▶ Ketentuan Latihan
Suntinglah kutipan teks tentang pendidikan Islam pada masa Nabi Muhammad, mulai dari "Dengan turunnya ayat" dan berakhir pada "sebagai pusat kegiatannya.", dengan mengganti "tantangan" menjadi "rintangan".

── Kutipan Teks ──

Dengan turunnya surat Al-’Alaq serta dilanjutkan dengan surat Al-Muddatsir di mana kedua wahyu tersebut memberi perintah dan petunjuk kepada beliau tentang apa yang harus dilakukan, baik terhadap dirinya sendiri maupun terhadap umatnya. Itulah petunjuk awal agar beliau memberikan peringatan kepada umatnya. Kemudian materi tersebut diturunkan secara berangsur-angsur. Setiap beliau menerima wahyu, maka beliau segera menyampaikan wahyu tersebut kepada umatnya, serta diiringi penjelasan-penjelasan dan contoh-contoh bagaimana pelaksanaannya.[2]
Di samping itu, beliau juga mendidik umatnya secara bertahap. Pada awalnya beliau berdakwah secara sembunyi-sembunyi. Beliau memulai dari keluarga dekatnya, yaitu istrinya (Siti Khodijah), anak angkatnya (Ali bin Abi Tholib), dan pembantunya (Zaid bin Tsabit). Kemudian beliau melanjutkan dakwahnya kepada  sahabat karibnya (Abu Bakar As-Shidiq) yang segera menerima ajarannya. Secara berangsur-angsur dakwah tersebut disampaikan secara lebih meluas. Namun, masih terbatas pada kalangan keluarga dekat dari suku Quraisy saja. Diantaranya Usman bin Affan, Zubair bin Awwam, Sa’ad bin Abi Waqas, Abdurrahman bin Auf, Thalhah bin Ubaidillah, Abu Ubaidillah bin Jarrah, Arqam bin Abil Arqam, Fatimah binti Khattab beserta suaminya (Said bin Zaid), dan beberapa orang lainya. Mereka itulah orang-orang yang disebut dengan Assabiqunal Awwalun.[3] Pada tahap awal ini, pusat kegiatan Islam tersebut diselenggarakan secara tersembunyi di rumah Arqam bin Al Arqam. Keadaan demikian itu berlangsung selama 3 tahun. Sampai akhirnya turun petunjuk dan perintah dari Allah agar nabi memberikan pendidikan secara terbuka yang artinya:
Maka sampaikanlah olehmu secara terang-terangan segala apa yang diperintahkan (kepadamu) dan berpalinglah dari orang-orang yang musyrik.”
Dengan turunnya ayat tersebut, maka mulai-lah Muhammad memberikan pengajaran kepada umatnya secara terbuka dan meluas, bukan hanya di lingkungan keluarga dan sahabat, tetapi juga kepadapenduduk di luar Makkah, terutama mereka yang baru datang ke Makkah, baik dalam rangka ibadah haji maupun perdagangan. Dengan demikian tantangan yang dihadapi Nabi Muhammad semakin terbuka. Tetapi semua itu dihadapinya dengan penuhkesabaran serta penuh keyakinan bahwa Allah akan selalu memberikan petunjuk dan pertolongan untuk menghadapi semua tantangan tersebut.[4]
b.      Tahap/fase Madinah, sebagai fase lanjutan pembinaan/pendidikan Islam dengan Madinah sebagai pusat kegiatannya.

───
── Cuplikan Data ──

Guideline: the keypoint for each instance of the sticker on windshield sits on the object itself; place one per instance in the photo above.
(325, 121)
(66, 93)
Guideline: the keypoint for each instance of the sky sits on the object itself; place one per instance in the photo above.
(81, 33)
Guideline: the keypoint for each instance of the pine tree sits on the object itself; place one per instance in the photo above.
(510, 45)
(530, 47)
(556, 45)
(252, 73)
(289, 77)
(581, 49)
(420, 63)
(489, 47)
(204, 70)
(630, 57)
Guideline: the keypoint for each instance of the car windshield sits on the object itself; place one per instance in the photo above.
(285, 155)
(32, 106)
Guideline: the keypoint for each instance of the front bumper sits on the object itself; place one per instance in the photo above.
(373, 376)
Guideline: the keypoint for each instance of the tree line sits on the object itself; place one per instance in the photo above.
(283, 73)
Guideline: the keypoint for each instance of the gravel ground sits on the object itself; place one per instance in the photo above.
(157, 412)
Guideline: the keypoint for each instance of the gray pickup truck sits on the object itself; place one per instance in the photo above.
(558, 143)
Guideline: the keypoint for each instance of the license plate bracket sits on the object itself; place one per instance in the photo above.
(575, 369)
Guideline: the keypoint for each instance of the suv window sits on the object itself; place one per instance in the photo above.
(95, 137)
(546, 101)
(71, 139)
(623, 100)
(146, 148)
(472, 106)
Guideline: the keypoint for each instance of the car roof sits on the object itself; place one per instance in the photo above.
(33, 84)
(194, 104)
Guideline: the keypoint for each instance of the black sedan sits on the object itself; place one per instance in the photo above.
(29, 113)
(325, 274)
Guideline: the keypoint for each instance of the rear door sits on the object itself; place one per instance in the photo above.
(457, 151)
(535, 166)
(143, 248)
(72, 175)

───

▶ Jawaban Tugas
Dengan turunnya ayat tersebut, maka mulai-lah Muhammad memberikan pengajaran kepada umatnya secara terbuka dan meluas, bukan hanya di lingkungan keluarga dan sahabat, tetapi juga kepadapenduduk di luar Makkah, terutama mereka yang baru datang ke Makkah, baik dalam rangka ibadah haji maupun perdagangan. Dengan demikian rintangan yang dihadapi Nabi Muhammad semakin terbuka. Tetapi semua itu dihadapinya dengan penuhkesabaran serta penuh keyakinan bahwa Allah akan selalu memberikan petunjuk dan pertolongan untuk menghadapi semua rintangan tersebut.[4]
b.      Tahap/fase Madinah, sebagai fase lanjutan pembinaan/pendidikan Islam dengan Madinah sebagai pusat kegiatannya.